-- start Material shown --
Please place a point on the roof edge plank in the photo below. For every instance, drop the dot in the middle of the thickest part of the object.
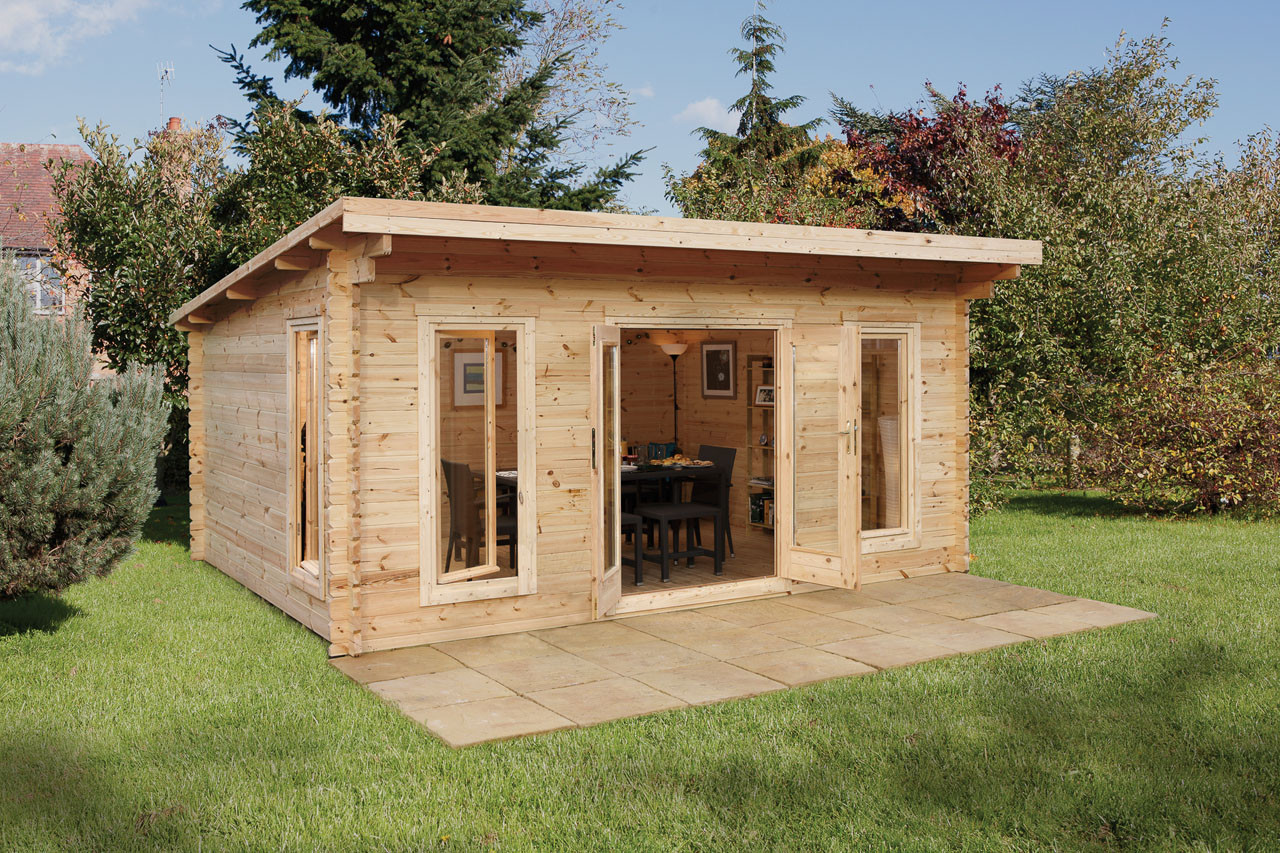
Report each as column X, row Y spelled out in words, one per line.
column 392, row 218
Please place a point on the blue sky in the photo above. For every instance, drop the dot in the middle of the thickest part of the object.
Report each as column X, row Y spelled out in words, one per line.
column 97, row 59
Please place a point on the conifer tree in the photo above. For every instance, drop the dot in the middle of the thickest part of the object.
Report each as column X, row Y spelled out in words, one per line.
column 77, row 454
column 434, row 65
column 762, row 135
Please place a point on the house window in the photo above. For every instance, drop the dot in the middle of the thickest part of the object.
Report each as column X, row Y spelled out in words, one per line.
column 890, row 373
column 476, row 466
column 305, row 456
column 44, row 283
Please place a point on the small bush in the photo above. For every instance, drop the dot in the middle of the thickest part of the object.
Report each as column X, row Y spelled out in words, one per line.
column 1196, row 438
column 77, row 456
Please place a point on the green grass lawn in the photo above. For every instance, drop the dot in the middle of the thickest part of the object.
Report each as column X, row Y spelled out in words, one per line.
column 168, row 707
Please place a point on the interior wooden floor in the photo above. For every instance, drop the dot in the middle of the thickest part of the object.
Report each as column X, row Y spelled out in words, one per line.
column 749, row 560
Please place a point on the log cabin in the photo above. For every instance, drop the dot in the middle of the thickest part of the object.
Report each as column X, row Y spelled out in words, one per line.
column 417, row 422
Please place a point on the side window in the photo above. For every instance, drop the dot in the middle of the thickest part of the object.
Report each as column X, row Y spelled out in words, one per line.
column 305, row 451
column 476, row 460
column 888, row 386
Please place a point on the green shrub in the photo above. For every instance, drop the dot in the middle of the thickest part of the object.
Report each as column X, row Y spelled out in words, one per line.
column 1198, row 438
column 77, row 455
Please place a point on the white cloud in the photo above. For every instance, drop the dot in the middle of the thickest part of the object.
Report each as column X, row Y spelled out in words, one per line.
column 33, row 33
column 708, row 113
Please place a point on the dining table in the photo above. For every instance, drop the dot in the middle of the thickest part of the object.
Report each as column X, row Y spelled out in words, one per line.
column 650, row 473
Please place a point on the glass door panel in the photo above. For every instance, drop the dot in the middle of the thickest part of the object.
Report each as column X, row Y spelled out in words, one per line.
column 607, row 468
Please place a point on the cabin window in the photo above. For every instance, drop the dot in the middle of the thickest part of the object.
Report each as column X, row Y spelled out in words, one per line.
column 476, row 470
column 890, row 373
column 305, row 456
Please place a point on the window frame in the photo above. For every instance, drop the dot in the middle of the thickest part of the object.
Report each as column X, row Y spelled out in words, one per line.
column 908, row 534
column 312, row 582
column 36, row 268
column 520, row 369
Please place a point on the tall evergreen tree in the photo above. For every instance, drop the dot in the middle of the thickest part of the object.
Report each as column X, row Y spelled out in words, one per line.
column 762, row 135
column 435, row 65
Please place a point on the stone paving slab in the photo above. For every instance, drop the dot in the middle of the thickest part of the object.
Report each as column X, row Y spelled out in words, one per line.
column 490, row 688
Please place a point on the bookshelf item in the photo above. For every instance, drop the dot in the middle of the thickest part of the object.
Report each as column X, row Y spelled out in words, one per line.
column 760, row 424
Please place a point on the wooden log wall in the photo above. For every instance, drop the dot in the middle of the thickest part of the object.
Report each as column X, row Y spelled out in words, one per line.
column 387, row 441
column 241, row 442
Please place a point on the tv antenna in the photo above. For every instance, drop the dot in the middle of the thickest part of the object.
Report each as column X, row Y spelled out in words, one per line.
column 165, row 73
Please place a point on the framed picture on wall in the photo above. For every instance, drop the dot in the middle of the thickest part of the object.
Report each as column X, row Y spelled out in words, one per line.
column 469, row 378
column 720, row 369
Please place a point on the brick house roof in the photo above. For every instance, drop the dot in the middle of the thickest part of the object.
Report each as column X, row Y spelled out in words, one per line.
column 27, row 191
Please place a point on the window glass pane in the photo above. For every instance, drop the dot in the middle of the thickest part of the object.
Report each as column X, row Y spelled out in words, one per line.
column 609, row 459
column 307, row 464
column 883, row 432
column 461, row 505
column 507, row 405
column 817, row 436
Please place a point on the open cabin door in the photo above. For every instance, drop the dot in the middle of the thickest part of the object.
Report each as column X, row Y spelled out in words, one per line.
column 606, row 469
column 818, row 471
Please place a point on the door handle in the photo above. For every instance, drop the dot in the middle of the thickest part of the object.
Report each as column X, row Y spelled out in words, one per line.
column 848, row 432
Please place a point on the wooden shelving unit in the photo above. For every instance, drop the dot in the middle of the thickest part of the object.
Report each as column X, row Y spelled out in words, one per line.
column 760, row 468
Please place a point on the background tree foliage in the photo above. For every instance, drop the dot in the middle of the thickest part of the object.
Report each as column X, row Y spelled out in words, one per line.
column 1153, row 249
column 77, row 456
column 444, row 71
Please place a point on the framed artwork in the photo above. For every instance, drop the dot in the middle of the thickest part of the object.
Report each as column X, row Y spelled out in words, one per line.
column 720, row 369
column 469, row 379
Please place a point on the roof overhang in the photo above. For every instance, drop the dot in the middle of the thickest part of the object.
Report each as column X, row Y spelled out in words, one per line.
column 974, row 261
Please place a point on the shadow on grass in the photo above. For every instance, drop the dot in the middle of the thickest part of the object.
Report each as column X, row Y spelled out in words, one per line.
column 1124, row 757
column 1068, row 505
column 169, row 521
column 35, row 612
column 51, row 788
column 1120, row 758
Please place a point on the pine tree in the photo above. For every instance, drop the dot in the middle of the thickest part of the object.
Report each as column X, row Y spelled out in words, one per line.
column 77, row 455
column 762, row 135
column 435, row 65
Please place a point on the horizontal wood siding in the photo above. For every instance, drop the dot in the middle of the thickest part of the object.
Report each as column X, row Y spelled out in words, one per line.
column 240, row 438
column 566, row 308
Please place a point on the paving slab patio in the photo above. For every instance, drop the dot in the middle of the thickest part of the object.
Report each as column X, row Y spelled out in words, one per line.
column 490, row 688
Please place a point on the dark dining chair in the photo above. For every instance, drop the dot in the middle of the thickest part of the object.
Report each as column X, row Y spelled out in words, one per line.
column 709, row 491
column 632, row 524
column 666, row 518
column 466, row 521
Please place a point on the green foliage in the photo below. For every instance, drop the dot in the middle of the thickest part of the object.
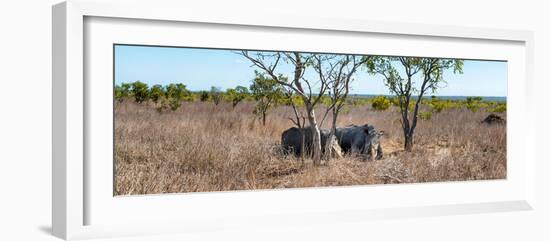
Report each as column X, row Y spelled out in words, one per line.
column 216, row 94
column 122, row 91
column 237, row 95
column 473, row 103
column 358, row 101
column 204, row 96
column 140, row 91
column 425, row 115
column 267, row 93
column 380, row 103
column 288, row 100
column 325, row 100
column 498, row 108
column 156, row 93
column 178, row 92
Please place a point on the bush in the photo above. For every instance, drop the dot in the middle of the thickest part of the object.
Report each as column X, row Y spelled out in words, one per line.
column 473, row 103
column 204, row 96
column 380, row 103
column 140, row 91
column 425, row 115
column 178, row 92
column 122, row 91
column 156, row 93
column 498, row 108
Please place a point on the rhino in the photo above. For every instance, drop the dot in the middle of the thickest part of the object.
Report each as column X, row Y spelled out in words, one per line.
column 291, row 141
column 360, row 140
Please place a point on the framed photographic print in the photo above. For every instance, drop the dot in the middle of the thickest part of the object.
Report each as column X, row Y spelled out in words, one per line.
column 177, row 121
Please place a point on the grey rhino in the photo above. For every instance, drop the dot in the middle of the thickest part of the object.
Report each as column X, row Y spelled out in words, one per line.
column 291, row 141
column 362, row 140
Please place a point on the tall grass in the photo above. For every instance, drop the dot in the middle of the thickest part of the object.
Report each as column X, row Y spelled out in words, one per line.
column 203, row 147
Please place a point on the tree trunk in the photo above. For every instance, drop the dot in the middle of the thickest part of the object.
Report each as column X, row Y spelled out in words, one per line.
column 303, row 144
column 408, row 142
column 331, row 136
column 315, row 133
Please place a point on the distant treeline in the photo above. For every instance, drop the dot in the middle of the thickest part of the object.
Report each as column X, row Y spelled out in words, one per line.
column 172, row 95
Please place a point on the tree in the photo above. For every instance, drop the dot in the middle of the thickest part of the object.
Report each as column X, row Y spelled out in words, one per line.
column 428, row 72
column 178, row 92
column 266, row 92
column 237, row 95
column 140, row 91
column 336, row 71
column 380, row 103
column 156, row 93
column 204, row 96
column 310, row 91
column 122, row 91
column 216, row 94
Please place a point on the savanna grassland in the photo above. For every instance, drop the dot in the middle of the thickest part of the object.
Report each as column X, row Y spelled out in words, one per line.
column 202, row 147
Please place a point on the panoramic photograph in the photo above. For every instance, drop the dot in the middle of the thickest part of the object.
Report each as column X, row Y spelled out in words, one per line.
column 206, row 120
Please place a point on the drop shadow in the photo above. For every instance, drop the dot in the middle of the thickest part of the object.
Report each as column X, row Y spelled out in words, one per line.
column 46, row 229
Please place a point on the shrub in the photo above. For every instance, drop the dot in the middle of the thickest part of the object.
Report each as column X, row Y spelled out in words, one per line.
column 380, row 103
column 140, row 91
column 425, row 115
column 216, row 95
column 204, row 96
column 156, row 93
column 473, row 103
column 178, row 92
column 122, row 91
column 498, row 108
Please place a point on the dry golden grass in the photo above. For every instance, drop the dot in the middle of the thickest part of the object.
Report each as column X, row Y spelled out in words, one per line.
column 202, row 147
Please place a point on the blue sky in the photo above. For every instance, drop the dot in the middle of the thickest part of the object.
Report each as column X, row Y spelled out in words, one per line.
column 200, row 69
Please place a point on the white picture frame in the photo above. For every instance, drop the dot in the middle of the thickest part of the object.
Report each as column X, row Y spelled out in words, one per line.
column 73, row 191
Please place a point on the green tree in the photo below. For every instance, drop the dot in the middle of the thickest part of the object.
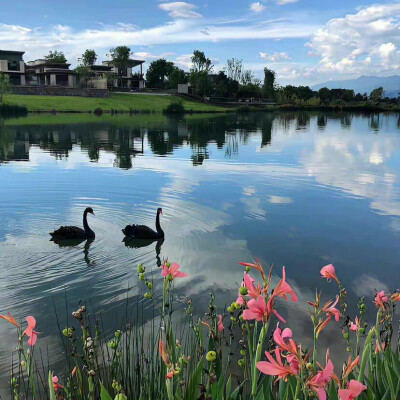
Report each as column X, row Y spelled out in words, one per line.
column 88, row 58
column 5, row 86
column 176, row 77
column 158, row 72
column 201, row 63
column 56, row 57
column 376, row 94
column 269, row 84
column 120, row 57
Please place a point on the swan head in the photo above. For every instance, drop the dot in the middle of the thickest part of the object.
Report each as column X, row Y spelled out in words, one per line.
-- end Material shown --
- Task instructions
Copy out the stretch of rows from the line containing "Please place a point on the dining" through the line containing "column 241, row 442", inclusive, reproducing each line word for word.

- Written response
Please place a point on the dining table in the photo above. For every instance, drop the dot in the middle of the thickest part of the object.
Report each as column X, row Y spelled out in words, one per line.
column 650, row 473
Please place a point on the glass door panel in the photo above. For every instance, drop the dot in the middle of the thickest part of the object.
Report each as column X, row Y spelled out in words, one per line.
column 607, row 468
Please place a point on the cabin window in the photo above. For every instance, drop the dot in the middle of the thickest part of the object.
Report each as column X, row Y spelled out in words, one per line.
column 476, row 470
column 890, row 373
column 305, row 456
Please place a point on the window frame in the photo above. For every instance, drop the dot in the middle of the thickest part of the object.
Report each as column X, row Y spelled out in words, one per line.
column 908, row 534
column 312, row 582
column 36, row 268
column 520, row 369
Please place a point on the tall evergreen tree in the photo above. For every instance, drop the dot in the middle of the thickest part of the object.
Report each as column X, row Y spelled out in words, one per line.
column 762, row 135
column 435, row 65
Please place a point on the stone paving slab in the photo above. For every instance, drop the dot in the middle of the thickest part of the object.
Report each as column X, row Y spelled out in words, one per line.
column 490, row 688
Please place a point on the bookshelf item in the photo above. For every instance, drop the dot in the middle of the thickest part of the object.
Report each as column X, row Y spelled out in words, one per line.
column 760, row 424
Please place a point on the wooden log wall in the photo above. For every instance, drop the dot in the middle of the thickest part of the object.
Report each as column X, row Y spelled out in words, one per line.
column 387, row 441
column 241, row 442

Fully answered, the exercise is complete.